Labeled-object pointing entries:
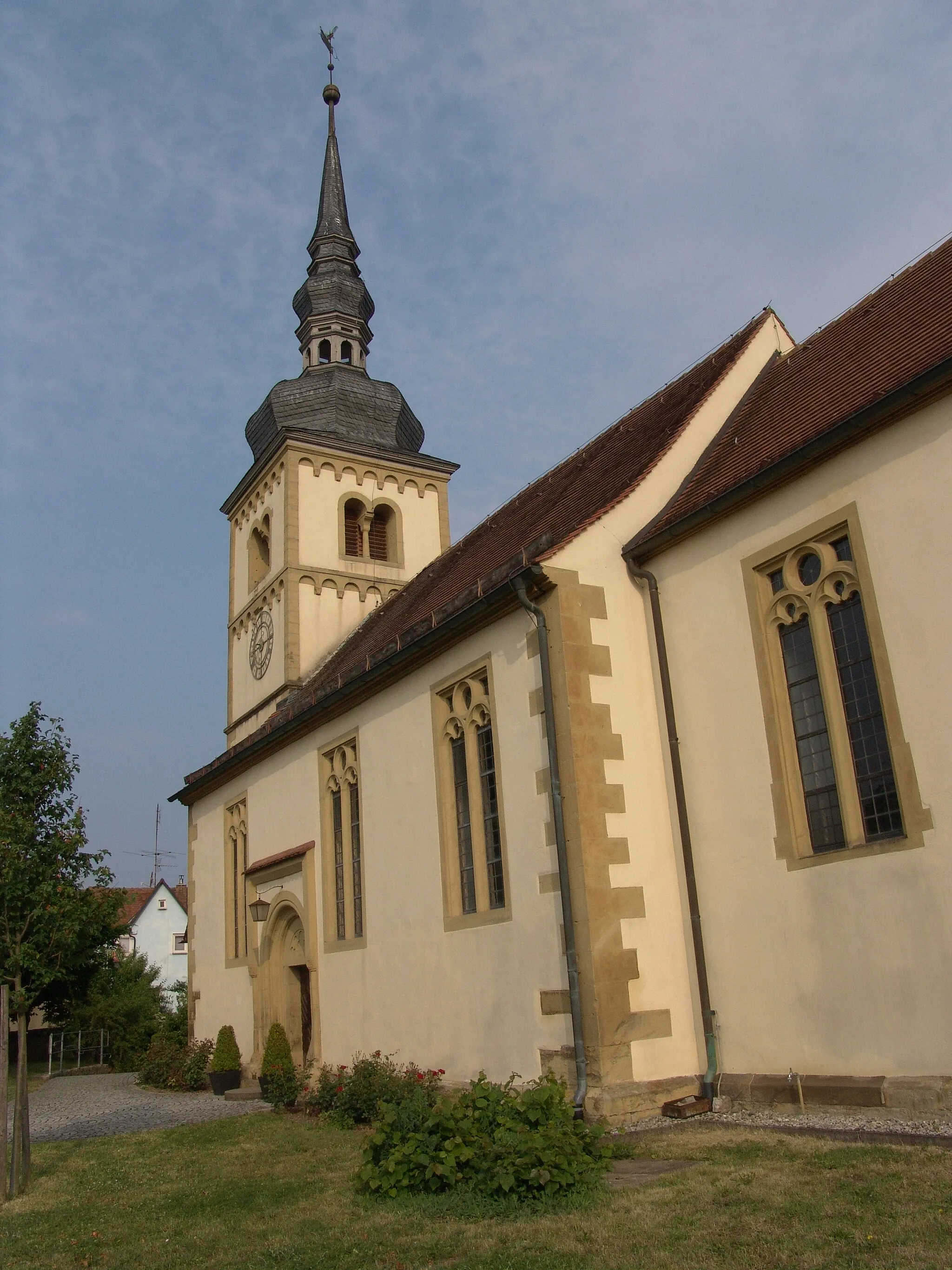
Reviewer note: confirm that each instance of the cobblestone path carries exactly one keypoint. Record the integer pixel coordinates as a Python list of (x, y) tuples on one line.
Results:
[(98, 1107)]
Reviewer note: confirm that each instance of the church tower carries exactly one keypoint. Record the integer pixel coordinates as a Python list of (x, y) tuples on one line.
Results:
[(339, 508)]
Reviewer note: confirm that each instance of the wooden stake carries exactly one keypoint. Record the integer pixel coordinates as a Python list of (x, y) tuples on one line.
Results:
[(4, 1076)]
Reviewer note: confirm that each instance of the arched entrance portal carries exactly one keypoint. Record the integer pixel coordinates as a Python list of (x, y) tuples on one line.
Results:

STATED GOAL: Copy the data above word for word, leaving out the pictures.

TASK OUTPUT:
Reviewer note: confirm that each instance of the cobblestone path carries exactly one keypoint. Record the integer pixel coordinates as a Python list of (x, y) tuples on one line.
Results:
[(98, 1107)]
Reviewer note: confirm that each instance of the church tower carries exactly one keypoint. Record the integer pixel coordinates as a Python list of (x, y) tuples on one line.
Results:
[(339, 508)]
Reviewer note: confirm that each instance of the wooden stake carries exactly one keypoint. Record the integer pixel coordinates as a Python list of (x, y) tuples on one line.
Results:
[(4, 1076)]
Reviewer note: confirm that each instance of the arched entrance portal carries exactly one keypoint. Record the integer pixel coordinates as a Python list of (x, y) tuples on one line.
Results:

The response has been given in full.